Myocardial dysfunction is a common morbid consequence of severe sepsis and septic shock that has become increasingly more recognized over the past 3 decades [9-11]. While the exact pathophysiologic mechanisms are not well understood, myocardial depression is thought to be due to circulating inflammatory cytokines and dynamic adaptation of the cardiovascular system [12,13]. Sepsis-induced cardiac dysfunction is characterized by impairment in contractility, diastolic dysfunction (DD) or both [14-16]. Existing literature contains a sizable body of work on systolic dysfunction in sepsis [17-20]; however, less is known about DD and its prognostic implications in critically ill patients with septic shock [21,22].
The present study was aimed at identifying the transthoracic echocardiography (TTE) features and clinical parameters that best predict ICU and 90 day mortality in patients with septic shock, with particular attention to the importance of septic shock mediated DD. This study also assessed the role DD severity by grade on outcomes in septic shock. Furthermore, whether DD was worsened or occurred as a consequence of septic shock was investigated.

*Listed records*
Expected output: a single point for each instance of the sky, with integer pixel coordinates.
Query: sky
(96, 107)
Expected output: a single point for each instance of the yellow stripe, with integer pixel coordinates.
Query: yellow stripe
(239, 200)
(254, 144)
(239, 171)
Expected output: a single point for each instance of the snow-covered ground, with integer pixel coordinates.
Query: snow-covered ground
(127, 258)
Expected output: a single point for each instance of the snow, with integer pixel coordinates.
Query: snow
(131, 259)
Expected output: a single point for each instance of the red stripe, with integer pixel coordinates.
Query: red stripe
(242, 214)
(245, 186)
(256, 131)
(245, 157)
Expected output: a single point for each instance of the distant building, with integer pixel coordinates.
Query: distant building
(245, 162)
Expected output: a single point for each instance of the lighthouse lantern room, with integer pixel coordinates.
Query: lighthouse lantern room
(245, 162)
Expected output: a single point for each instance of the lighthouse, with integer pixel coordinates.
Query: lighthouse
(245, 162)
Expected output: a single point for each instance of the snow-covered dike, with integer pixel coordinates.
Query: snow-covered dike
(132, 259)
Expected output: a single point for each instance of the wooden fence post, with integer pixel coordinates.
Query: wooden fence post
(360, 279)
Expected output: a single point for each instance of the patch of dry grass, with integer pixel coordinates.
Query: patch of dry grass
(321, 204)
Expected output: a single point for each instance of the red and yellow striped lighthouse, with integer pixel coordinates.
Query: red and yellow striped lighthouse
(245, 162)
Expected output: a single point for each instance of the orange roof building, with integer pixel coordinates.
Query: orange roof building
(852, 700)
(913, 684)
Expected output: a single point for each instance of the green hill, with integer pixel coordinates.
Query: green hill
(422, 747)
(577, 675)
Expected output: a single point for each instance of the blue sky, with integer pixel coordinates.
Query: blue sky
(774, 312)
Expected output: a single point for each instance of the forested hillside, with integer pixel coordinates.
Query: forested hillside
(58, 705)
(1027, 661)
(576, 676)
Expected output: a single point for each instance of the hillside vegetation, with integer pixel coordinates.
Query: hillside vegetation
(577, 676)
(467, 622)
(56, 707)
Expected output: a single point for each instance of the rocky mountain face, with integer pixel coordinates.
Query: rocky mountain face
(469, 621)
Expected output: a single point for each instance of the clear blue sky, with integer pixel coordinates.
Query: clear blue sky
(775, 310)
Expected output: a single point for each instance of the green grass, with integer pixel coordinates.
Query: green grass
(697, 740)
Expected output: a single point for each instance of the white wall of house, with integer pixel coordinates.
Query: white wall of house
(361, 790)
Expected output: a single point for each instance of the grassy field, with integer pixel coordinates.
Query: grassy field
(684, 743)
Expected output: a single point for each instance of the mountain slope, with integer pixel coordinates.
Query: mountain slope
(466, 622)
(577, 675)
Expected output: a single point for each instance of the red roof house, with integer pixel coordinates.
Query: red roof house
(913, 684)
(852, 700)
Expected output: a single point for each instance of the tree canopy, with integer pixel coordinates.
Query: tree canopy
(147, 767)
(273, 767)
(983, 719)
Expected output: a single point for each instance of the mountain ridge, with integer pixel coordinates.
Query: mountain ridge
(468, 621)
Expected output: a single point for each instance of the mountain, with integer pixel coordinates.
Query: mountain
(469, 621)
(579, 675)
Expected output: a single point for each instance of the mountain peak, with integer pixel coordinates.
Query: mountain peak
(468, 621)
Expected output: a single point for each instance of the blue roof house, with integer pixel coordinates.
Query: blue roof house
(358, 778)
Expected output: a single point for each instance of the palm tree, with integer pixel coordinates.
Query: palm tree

*Your tasks*
1/ From the passage on myocardial dysfunction in septic shock, reproduce the text starting with "The present study" and going on through "shock was investigated.".
2/ Carry on the passage about diastolic dysfunction in septic shock from the point where it ends.

*Answers by item*
1/
The present study was aimed at identifying the transthoracic echocardiography (TTE) features and clinical parameters that best predict ICU and 90 day mortality in patients with septic shock, with particular attention to the importance of septic shock mediated DD. This study also assessed the role DD severity by grade on outcomes in septic shock. Furthermore, whether DD was worsened or occurred as a consequence of septic shock was investigated.

2/
Materials and Methods
Henry Ford Hospital (Detroit, MI) is a tertiary care center with a large medical ICU comprising 68 beds. We retrospectively reviewed a total of 248 consecutive patients admitted to the ICU with septic shock between January 2011 and April 2013. Patients with septic shock were identified by a computer search of the diagnostic codes-according to the International Classification of Disease, 9th Revision-of all discharge diagnoses. The medical records of all of the patients with a diagnostic code for septic shock were then manually reviewed for verification by investigating physicians. Baseline demographic, clinical and TTE data were obtained at time of ICU admission by reviewing the electronic medical records. Follow-up data was obtained through a review of medical records and the Social Security Death Index. The Institutional Review Board of Henry Ford Hospital approved the study.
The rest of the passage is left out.